[Seitenauszug]

Zoonosen
Es war eine christliche Zeitschrift (und keine schlechte), und ein Autor gab an, im Traum sei ihm eine Antwort zuteil geworden auf die Frage, warum Corona gekommen sei: Weil wir am Artensterben schuld seien; weil die Artenvielfalt nicht mehr gegeben sei. Was hat das denn damit zu tun? fragte ich mich. Doch es steckt Wahrheit darin, und Schwab/Malleret schreiben in Der große Umbruch darüber.
Zoonosen nennt man Krankheiten, die vom Tier auf den Menschen übertragen werden. Diese haben sich in den vergangenen 50 Jahren vervierfacht. Die Autoren zitieren David Quammen, der in seinem Buch Spillover erläutert:
Wir dringen in tropische Wälder und andere wilde Landschaften vor, in denen so viele Tier- und Pflanzenarten vorkommen — und in diesen Kreaturen so viele unbekannte Viren. Wir fällen die Bäume. Wir töten die Tiere oder sperren sie in Käfige und schicken sie auf Märkte. Wir bringen die Ökosysteme durcheinander und die Viren dazu, sich von ihren natürlichen Wirten zu lösen. Wenn das passiert, brauchen sie einen neuen Wirt. Und oft sind das dann wir.

[/Seitenauszug]
[Auszüge der Zeilen]

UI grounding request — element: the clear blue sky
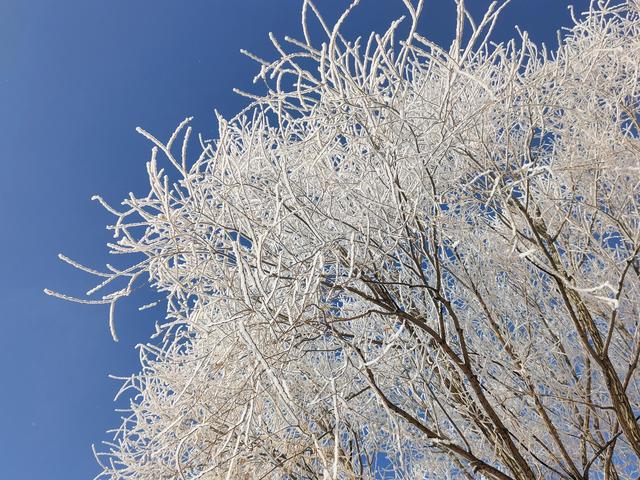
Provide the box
[0,0,587,480]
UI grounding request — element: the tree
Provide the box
[49,0,640,479]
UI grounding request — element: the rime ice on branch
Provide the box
[46,0,640,480]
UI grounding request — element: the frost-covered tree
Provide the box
[49,0,640,480]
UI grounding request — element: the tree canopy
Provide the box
[49,0,640,479]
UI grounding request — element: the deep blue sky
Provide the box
[0,0,587,480]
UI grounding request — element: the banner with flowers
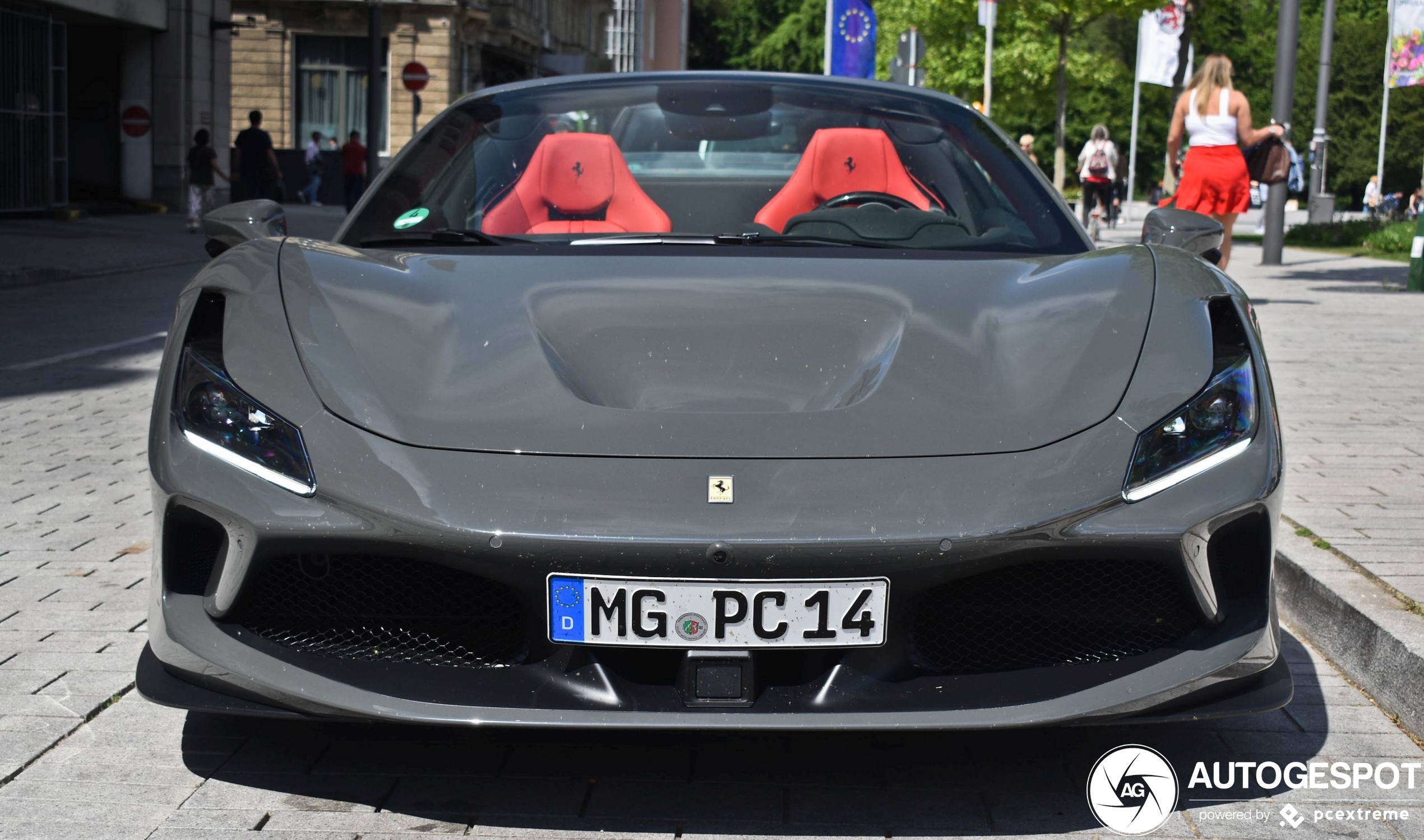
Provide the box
[1387,0,1424,87]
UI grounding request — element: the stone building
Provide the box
[0,0,232,212]
[229,0,611,169]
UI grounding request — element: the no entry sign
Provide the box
[400,61,430,91]
[120,105,154,137]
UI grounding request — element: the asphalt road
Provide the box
[0,223,1424,840]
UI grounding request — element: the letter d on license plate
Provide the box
[548,575,890,648]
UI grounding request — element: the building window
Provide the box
[295,36,390,152]
[605,0,642,73]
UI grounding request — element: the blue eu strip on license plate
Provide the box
[548,577,584,642]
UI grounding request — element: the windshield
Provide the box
[342,74,1087,253]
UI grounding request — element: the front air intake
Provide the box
[230,554,527,668]
[910,559,1202,674]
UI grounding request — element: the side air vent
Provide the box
[164,505,228,595]
[910,559,1202,674]
[232,554,528,668]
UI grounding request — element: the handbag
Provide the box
[1245,137,1290,184]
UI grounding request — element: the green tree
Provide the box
[689,0,1424,205]
[688,0,826,73]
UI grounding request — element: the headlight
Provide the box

[/Auszüge der Zeilen]

• Ziel der Übung: Führe den Text über Zoonosen oben weiter und setz direkt nach seinem letzten Satz an.

• Schriftliche Antwort:
Die Zerstörung der Biodiversität durch den Menschen kann als Quelle neuer Viren wie Covid-19 angesehen werden. Die Landwirtschaft kann mit 50 Prozent aller Zoonosen in Verbindung gebracht werden. Tierseuchen werden manchmal in dicht besiedelte Gebiete transportiert, wie es womöglich mit Covid-19 auf dem Markt von Wuhan (China) geschehen ist.
Die Vorsitzende von Tukolere Wamu, einem Afrika-Hilfsverein hier (mehr dazu in einer Woche), erinnerte an die Ebola-Epidemie im Kongo, die 1976 ausbrach und 2000 erstmals in Uganda beobachtet wurde. Frau Schweizer-Ehrler:
Alle paar Jahre folgten weitere Ausbrüche, zumeist in Regionen, wo sich Mensch und Tier nahekommen — wo der Lebensraum der Tiere knapp wird.
Einem Fernseh-Beitrag entnahm ich, dass Masern und die Pocken vermutlich von Rindern auf den Menschen übergegangen sind, die Grippe von den Schweinen ausging. Indem Europäer und Asiaten seit 10.000 Jahren mit Tieren umgingen, hieß es da, besaßen sie auch Antikörper. Als die Spanier den amerikanischen Kontinent 1492 betraten, trafen sie auf Völker, die wenig Tiere hatten und allen Erregern schutzlos ausgeliefert waren. Man kennt die Zahl der Toten nicht, es werden aber in den folgenden 100 Jahren mindestens 30 Millionen gewesen sein, und erst nach einem weiteren Jahrhundert und einer gewissen Immunisierung gegen die Erreger wuchs die dortige Bevölkerung wieder.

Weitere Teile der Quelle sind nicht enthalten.